Duplicate each of the entries below line for line, without any changes, and leave the pictures out of your copy.

— Begin Material provided —

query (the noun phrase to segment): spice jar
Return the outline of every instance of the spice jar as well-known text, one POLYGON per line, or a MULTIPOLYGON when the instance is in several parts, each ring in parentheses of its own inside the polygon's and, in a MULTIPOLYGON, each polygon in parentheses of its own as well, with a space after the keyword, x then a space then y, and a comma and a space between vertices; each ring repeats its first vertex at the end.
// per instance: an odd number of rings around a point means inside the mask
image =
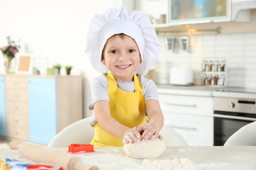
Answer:
POLYGON ((206 85, 206 76, 205 76, 205 74, 201 74, 201 85, 202 86, 206 85))
POLYGON ((210 84, 211 84, 212 77, 213 77, 212 74, 208 74, 208 77, 207 77, 207 85, 210 85, 210 84))
POLYGON ((219 64, 220 64, 220 61, 218 60, 215 60, 214 65, 213 65, 213 72, 218 72, 218 67, 219 64))
POLYGON ((213 64, 213 60, 209 60, 209 64, 207 65, 207 70, 206 71, 211 72, 213 64))
POLYGON ((225 72, 225 60, 221 60, 220 67, 219 67, 219 72, 225 72))
POLYGON ((218 79, 218 84, 220 86, 224 86, 224 83, 225 83, 225 74, 220 74, 220 76, 218 79))
POLYGON ((213 76, 213 85, 218 85, 218 74, 213 76))
POLYGON ((207 60, 203 60, 203 63, 202 63, 202 71, 206 72, 206 67, 207 67, 207 60))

— End Material provided —

• Answer to this problem
query (the noun phrase to segment): spice jar
Return the outline of every instance of the spice jar as well-known text, one POLYGON per line, or a MULTIPOLYGON when the instance is in several parts, each ring in parentheses of its own inside the polygon's and, in a MULTIPOLYGON, each polygon in parentheses of its own as well, with a space after the keyword, x then a space then y, and a comma and a space between vertices; each ring repeats its first vertex at the end.
// per instance: an odd number of rings around a point means inside the mask
image =
Answer:
POLYGON ((206 85, 206 76, 205 76, 205 74, 201 74, 201 85, 202 86, 206 85))
POLYGON ((210 84, 211 84, 212 77, 213 77, 212 74, 208 74, 208 77, 207 77, 207 85, 210 85, 210 84))
POLYGON ((219 64, 220 64, 220 61, 218 60, 215 60, 214 65, 213 65, 213 72, 218 72, 218 67, 219 64))
POLYGON ((213 64, 213 60, 209 60, 209 64, 207 65, 207 70, 206 71, 211 72, 213 64))
POLYGON ((225 72, 225 60, 221 60, 220 67, 219 67, 219 72, 225 72))
POLYGON ((218 79, 218 84, 220 86, 224 86, 224 83, 225 83, 225 74, 220 74, 220 76, 218 79))
POLYGON ((213 76, 213 85, 218 85, 218 74, 213 76))
POLYGON ((207 60, 203 60, 203 63, 202 63, 202 71, 206 72, 206 67, 207 67, 207 60))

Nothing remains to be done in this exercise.